* [Text section]:

------------------------

Estimated read time: 2-3 minutes
PROVIDENCE, R.I. (AP) — A Rhode Island woman who cheated relatives, her closest friends and her husband's firefighting colleagues out of nearly $5 million to fund a lavish lifestyle should face the harshest sentence possible, federal prosecutors said in a sentencing memorandum Thursday.
Monique Brady, 45, of East Greenwich, is scheduled to be sentenced Tuesday in U.S. District Court in Providence. She pleaded guilty in July to wire fraud, aggravated identity theft and obstructing an IRS investigation.
The prosecutor in her case is asking a judge for more than 10 years in prison, the maximum under federal sentencing guidelines.
Brady's lawyer did not immediately return a message seeking comment.
The prosecutor wrote the sentence is justifiable because of the “insidious nature of defendant’s long-term fraud scheme, the unimaginable way in which she exploited close personal relationships to commit fraud, the devastating effects her fraud had on the victims, and the need for just punishment and adequate deterrence.”
Brady solicited investments for her real estate management company, which she said had contracts for large-scale rehabilitation work on properties across New England.
In reality, prosecutors said, Brady's firm was often hired by banks for small tasks like mowing grass or changing locks, and did no work on 98 of 171 projects for which she solicited investor funds.
She cheated 23 victims out of $4.8 million, prosecutors said, and used the money to buy a million-dollar home with a $9,400-per-month mortgage, vacations, and plastic surgery, among other luxuries.
“There was no motive for defendant’s conduct other than pure, unadulterated greed," the prosecutor wrote.
Her victims included her best friend from childhood, her best friend from law school, her stepbrother and a woman who was a grandmother-like figure to Brady’s children, authorities said.
Brady's husband was a Warwick firefighter, and three of her victims were his colleagues, they said.
Brady has shown no remorse and as authorities closed in on her, she bought a one-way ticket to Vietnam, prosecutors said.
Since she has been held, she has made 202 unauthorized phone calls from jail using the personal identification numbers of nine other inmates, prosecutors said.

------------------------

Stored items:
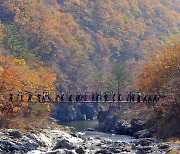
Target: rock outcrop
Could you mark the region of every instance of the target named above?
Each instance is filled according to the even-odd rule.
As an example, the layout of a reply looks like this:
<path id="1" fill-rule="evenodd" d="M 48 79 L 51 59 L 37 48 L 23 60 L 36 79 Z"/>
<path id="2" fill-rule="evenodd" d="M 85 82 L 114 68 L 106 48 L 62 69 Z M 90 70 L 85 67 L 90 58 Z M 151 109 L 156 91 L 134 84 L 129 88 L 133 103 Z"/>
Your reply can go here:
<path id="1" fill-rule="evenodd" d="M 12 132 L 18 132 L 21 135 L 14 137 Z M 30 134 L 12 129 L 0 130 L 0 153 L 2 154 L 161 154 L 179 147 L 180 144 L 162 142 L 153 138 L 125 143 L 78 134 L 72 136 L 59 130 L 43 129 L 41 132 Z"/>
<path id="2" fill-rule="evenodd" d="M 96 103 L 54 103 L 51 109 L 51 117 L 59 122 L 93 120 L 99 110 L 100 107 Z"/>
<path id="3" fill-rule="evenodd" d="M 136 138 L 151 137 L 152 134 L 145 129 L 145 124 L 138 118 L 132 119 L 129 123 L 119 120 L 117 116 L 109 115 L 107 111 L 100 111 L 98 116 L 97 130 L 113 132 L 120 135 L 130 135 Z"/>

------------------------

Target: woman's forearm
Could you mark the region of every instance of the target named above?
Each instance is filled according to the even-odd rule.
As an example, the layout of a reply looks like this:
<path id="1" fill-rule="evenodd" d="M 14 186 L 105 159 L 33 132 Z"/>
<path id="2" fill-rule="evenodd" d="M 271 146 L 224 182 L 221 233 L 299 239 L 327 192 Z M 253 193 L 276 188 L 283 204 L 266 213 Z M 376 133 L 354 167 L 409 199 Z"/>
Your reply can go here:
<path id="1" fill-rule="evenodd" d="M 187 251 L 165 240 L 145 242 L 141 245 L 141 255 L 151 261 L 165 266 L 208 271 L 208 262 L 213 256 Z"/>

------------------------

* [Explore the material]:
**A.** Rewrite the stretch of the fraud article from "She cheated 23" through "the prosecutor wrote.", replacing "greed" with "avarice".
**B.** Do these statements agree with the fraud article? For each, answer yes or no and quote the deciding words. (i) Brady pleaded guilty to wire fraud. (ii) Brady's firm did work on all 171 projects for which she sought investor funds. (iii) Brady bought a round-trip ticket to Vietnam.
**C.** List the things the fraud article names as bought with the victims' money.

* [Numbered answers]:
**A.**
She cheated 23 victims out of $4.8 million, prosecutors said, and used the money to buy a million-dollar home with a $9,400-per-month mortgage, vacations, and plastic surgery, among other luxuries.
“There was no motive for defendant’s conduct other than pure, unadulterated avarice," the prosecutor wrote.

**B.**
(i) Yes: "She pleaded guilty in July to wire fraud, aggravated identity theft and obstructing an IRS investigation."
(ii) No: "did no work on 98 of 171 projects for which she solicited investor funds"
(iii) No: "she bought a one-way ticket to Vietnam"

**C.**
- a million-dollar home with a $9,400-per-month mortgage
- vacations
- plastic surgery